Task description — Copy the rows below word for word, all of them.

Material for this exercise —

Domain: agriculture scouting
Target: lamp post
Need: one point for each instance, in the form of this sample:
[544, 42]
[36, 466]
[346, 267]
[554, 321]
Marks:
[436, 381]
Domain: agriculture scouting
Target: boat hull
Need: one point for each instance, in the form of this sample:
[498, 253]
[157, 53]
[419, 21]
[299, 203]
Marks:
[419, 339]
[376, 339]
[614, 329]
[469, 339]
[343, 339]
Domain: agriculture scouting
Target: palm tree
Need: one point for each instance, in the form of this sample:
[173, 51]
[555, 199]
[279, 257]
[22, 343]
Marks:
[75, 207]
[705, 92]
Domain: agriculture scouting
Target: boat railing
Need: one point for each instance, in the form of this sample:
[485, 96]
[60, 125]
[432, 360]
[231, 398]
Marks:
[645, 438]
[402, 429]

Output —
Domain: agriculture scouting
Target: lamp post
Need: one point for each instance, in the form of this sample:
[544, 42]
[36, 466]
[346, 267]
[554, 321]
Marks:
[436, 381]
Domain: agriculture scouting
Target: boat hull
Need: one point for each instance, in the form of this sample:
[498, 253]
[157, 53]
[419, 21]
[299, 203]
Marks:
[419, 339]
[376, 339]
[614, 329]
[469, 339]
[343, 339]
Domain: agriculture scouting
Target: palm tree
Need: one point for each instance, in the form of this sample:
[173, 51]
[555, 199]
[279, 257]
[22, 343]
Marks:
[75, 207]
[705, 92]
Domain: agriculture scouting
Target: boat railing
Need: one point for each instance, in the form of this sample:
[485, 96]
[60, 125]
[432, 360]
[231, 398]
Marks:
[645, 438]
[402, 429]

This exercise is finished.